Can you pull out every one of the lines below verbatim, omitting the pictures?
************
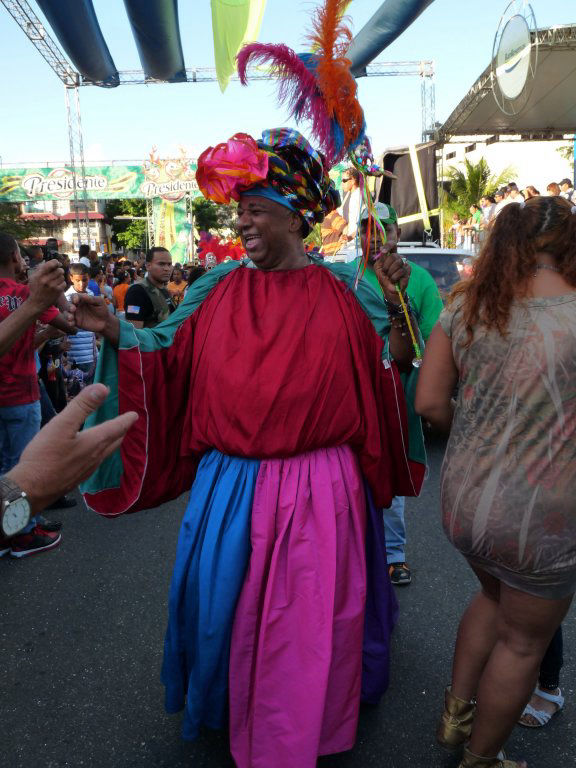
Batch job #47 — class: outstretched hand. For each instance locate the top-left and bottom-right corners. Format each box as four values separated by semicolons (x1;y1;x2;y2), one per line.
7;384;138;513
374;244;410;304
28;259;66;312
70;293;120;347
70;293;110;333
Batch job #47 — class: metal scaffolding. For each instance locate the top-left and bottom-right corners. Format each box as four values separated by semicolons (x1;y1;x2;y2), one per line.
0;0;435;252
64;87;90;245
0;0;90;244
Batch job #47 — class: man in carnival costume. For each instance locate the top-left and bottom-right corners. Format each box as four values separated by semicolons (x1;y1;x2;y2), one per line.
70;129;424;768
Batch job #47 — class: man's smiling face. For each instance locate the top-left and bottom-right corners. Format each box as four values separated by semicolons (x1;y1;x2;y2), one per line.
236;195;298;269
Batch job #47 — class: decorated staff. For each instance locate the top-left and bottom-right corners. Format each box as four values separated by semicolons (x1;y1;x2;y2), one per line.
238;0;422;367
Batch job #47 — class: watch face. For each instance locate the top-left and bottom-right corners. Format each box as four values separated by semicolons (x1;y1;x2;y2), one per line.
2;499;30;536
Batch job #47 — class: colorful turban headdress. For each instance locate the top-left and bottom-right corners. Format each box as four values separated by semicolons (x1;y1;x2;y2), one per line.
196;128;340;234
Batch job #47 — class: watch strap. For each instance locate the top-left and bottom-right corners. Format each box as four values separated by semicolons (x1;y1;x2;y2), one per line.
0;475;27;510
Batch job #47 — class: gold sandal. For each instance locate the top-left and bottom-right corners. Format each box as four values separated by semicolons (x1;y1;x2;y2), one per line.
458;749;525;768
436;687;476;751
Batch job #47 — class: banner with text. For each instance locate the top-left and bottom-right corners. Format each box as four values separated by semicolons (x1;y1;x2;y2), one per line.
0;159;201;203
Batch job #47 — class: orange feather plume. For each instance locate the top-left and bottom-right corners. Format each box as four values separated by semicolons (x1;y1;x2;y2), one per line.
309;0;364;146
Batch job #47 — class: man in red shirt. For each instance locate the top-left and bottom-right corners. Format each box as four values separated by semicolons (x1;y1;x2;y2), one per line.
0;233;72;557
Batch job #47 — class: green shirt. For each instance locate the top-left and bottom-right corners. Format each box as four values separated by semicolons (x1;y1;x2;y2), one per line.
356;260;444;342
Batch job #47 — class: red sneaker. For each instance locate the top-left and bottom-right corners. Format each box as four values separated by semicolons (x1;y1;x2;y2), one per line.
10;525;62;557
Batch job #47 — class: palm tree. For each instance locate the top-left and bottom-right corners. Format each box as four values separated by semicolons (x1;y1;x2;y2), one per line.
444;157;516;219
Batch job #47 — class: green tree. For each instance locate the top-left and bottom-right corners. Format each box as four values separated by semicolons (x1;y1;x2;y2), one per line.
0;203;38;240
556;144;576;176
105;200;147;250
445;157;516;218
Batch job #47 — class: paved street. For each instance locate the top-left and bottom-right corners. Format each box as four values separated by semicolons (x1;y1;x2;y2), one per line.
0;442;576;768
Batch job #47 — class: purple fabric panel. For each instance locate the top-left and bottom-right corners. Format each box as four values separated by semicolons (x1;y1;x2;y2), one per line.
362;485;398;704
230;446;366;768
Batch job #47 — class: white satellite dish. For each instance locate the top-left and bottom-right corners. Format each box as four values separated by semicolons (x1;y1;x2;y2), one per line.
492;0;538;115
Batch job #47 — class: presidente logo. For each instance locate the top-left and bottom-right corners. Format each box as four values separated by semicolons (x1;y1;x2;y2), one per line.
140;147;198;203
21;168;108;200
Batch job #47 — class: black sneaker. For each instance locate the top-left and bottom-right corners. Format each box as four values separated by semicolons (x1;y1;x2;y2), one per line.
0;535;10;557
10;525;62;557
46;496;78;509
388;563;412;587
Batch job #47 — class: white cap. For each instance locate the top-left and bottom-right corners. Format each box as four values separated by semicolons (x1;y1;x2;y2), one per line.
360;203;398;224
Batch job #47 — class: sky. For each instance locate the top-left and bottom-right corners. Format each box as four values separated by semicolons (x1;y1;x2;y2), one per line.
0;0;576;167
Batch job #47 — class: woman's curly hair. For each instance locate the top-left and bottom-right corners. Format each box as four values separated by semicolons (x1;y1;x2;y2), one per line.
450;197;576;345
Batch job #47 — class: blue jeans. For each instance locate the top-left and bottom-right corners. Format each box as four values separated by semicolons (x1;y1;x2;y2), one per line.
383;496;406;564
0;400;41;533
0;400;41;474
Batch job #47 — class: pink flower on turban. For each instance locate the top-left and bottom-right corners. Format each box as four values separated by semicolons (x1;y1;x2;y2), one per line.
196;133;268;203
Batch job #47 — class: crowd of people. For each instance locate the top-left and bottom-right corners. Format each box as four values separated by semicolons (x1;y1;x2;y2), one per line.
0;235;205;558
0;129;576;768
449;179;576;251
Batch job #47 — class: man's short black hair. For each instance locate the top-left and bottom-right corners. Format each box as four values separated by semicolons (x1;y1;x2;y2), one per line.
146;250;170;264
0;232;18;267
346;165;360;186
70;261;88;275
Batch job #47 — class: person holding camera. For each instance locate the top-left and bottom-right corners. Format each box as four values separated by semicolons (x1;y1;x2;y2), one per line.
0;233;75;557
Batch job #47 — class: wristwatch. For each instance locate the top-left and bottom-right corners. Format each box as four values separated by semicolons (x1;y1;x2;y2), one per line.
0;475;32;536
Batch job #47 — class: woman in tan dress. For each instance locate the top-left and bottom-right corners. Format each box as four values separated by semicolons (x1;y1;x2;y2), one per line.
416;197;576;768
************
• SOLVED PROBLEM:
Batch job #47 — class: outstretched hand. For each instance locate the top-left and bottom-right corners. Format each box as four values separated by semicolons (x1;y1;x2;y2), one per line.
7;384;138;513
374;244;410;304
28;259;66;312
70;293;120;347
70;293;110;333
Batch job #47 — class: metal scaffolding. For each instance locate the top-left and bottom-right corners. Format each box as four values separated by semicolons (x1;y1;x2;y2), one per line.
0;0;435;252
64;87;90;245
0;0;90;244
Batch job #47 — class: man in carnival costume. For each instance locate the top-left and bottom-right corners. Format each box as four values separated by semicolons (x1;y1;x2;y2), one per line.
70;129;424;768
Batch job #47 — class: man's smiling face. For each instance locate the top-left and bottom-right corners. Format each box as four values separated by semicolons (x1;y1;x2;y2), one per line.
236;195;298;269
Batch job #47 — class: decorated staff. For each instance locate the top-left and bottom-right corners. Format each box as four values separated by semicolons (x1;y1;x2;y2), one per line.
238;0;422;367
Batch job #47 — class: watch face. For each instance locate the top-left and bottom-right corners. Format each box as four values separated by semicolons (x1;y1;x2;y2), one per line.
2;499;30;536
Batch job #47 — class: colorful turban headdress. For each instance locate the top-left and bottom-right corners. Format each box as four values separated by semicolons (x1;y1;x2;y2), one per line.
196;128;340;234
Batch job #47 — class: watch strap. For each instance locate the top-left and bottom-right corners. Format each box as four values separated by semicolons (x1;y1;x2;y2), one per line.
0;475;27;510
Batch job #47 — class: gold sandal. For each instance locate the top-left and bottom-right corners. Format each box as four values separated by semicolons (x1;y1;x2;y2), one per line.
458;749;525;768
436;687;476;751
Batch job #47 — class: banner with text. For each instance locate the top-left and bottom-right corners. Format each box as four values separated by semicolons (x1;y1;x2;y2), one per line.
0;159;201;203
Batch job #47 — class: orange feather plume. For each instance locate the top-left and bottom-right corners. Format each box as four values separated by semicolons (x1;y1;x2;y2), one per line.
309;0;364;146
Batch job #47 — class: man in red shirt. For each instance locate the top-left and bottom-right corners. Format each box as four values separated by semicolons (x1;y1;x2;y2), one per line.
0;233;72;557
Batch job #47 — class: green shirt. For each instance locate the top-left and bottom-right corners. Format each box as four values separated by semicolons (x1;y1;x2;y2), one per line.
356;260;444;342
Batch job #47 — class: red sneaker. For each instance locate the top-left and bottom-right corners. Format each box as four values separated by semicolons (x1;y1;x2;y2), one per line.
10;525;62;557
Batch job #47 — class: palm tree. For each instance locate the top-left and bottom-right corners. Format each box as four values separated by semicolons (x1;y1;x2;y2), one per line.
444;157;516;219
Batch job #47 — class: green tree. For each instance locate the top-left and bottom-right corners. Format each box as four values separated by semicolons (x1;y1;x2;y2), one per line.
0;203;38;240
556;144;576;176
105;200;147;250
445;157;516;218
Batch job #47 — class: paved street. For each instance locate the top-left and bottom-right corners. Format each box as four values separated by semicolons (x1;y1;x2;y2), one per line.
0;442;576;768
Batch job #47 — class: purple fabric panel. For each instance locate the top-left and bottom-right corners. Format each box as four values separated by semicolons (x1;y1;x2;y2), one per line.
362;485;398;704
230;446;366;768
Batch job #47 — class: white satellite dish. For each instance locate the top-left and bottom-right corners. Format each box as four values separated by semicolons (x1;y1;x2;y2), one per line.
492;0;538;115
Batch job #47 — class: presidente logo. For each instance locate the top-left and bottom-right corners. Format each box as four values separated by semicolons (x1;y1;x2;y2), one per line.
140;147;198;203
21;168;108;200
Batch job #47 — class: black sneaker. For each instance locate the top-left and bottom-right corners. Format each box as four values separated by semicolons (x1;y1;x2;y2), one per line.
0;535;10;557
10;525;62;557
46;496;78;509
388;563;412;587
Batch job #47 — class: white cap. For each instance locate the top-left and bottom-right corners. Format each box as four values separated by semicolons (x1;y1;x2;y2), one per line.
360;203;398;224
Batch job #47 — class: sky. For each instance locate the top-left and bottom-right corners. Format each box as four values separated by semicolons (x1;y1;x2;y2), one per line.
0;0;576;167
Batch job #47 — class: woman's curly hair. For each instance locate the top-left and bottom-right corners. Format each box as four values separated by semicolons (x1;y1;x2;y2), one per line.
450;197;576;345
Batch job #47 — class: blue jeans. For each instance locate the top-left and bottom-right corners. Format each box as four values separated by semicolons (x1;y1;x2;y2), one per line.
383;496;406;564
0;400;41;533
0;400;41;474
Batch job #47 — class: pink flower on turban. For each instance locate the top-left and bottom-right corners. Format each box as four values separated by semicolons (x1;y1;x2;y2), one per line.
196;133;268;203
Batch job #47 — class: crowd of people. For each instance locate the top-left and bottom-right corners. Format each box as four values separated by semicolons (x1;y1;x2;y2), one per line.
0;235;205;558
0;129;576;768
449;179;576;251
Batch job #47 — class: man's short black hair. For each instance locate the top-left and bottom-right corners. Format each box as four values separated by semicolons (x1;y1;x2;y2), one per line.
146;250;170;264
0;232;18;267
346;165;360;186
70;261;88;275
Batch job #47 — class: person holding camera. For each instance locate the top-left and bottom-right corners. Format each box as four values separated by semicolons (x1;y1;x2;y2), one per line.
0;233;75;557
Batch job #47 — class: wristwatch. For each instance locate the top-left and bottom-right corners. Format each box as four values separated by semicolons (x1;y1;x2;y2), one per line.
0;475;32;536
Batch job #47 — class: woman in tan dress. For each instance locate the top-left and bottom-right corners. Format each box as four values separated by semicolons (x1;y1;x2;y2), one per line.
416;197;576;768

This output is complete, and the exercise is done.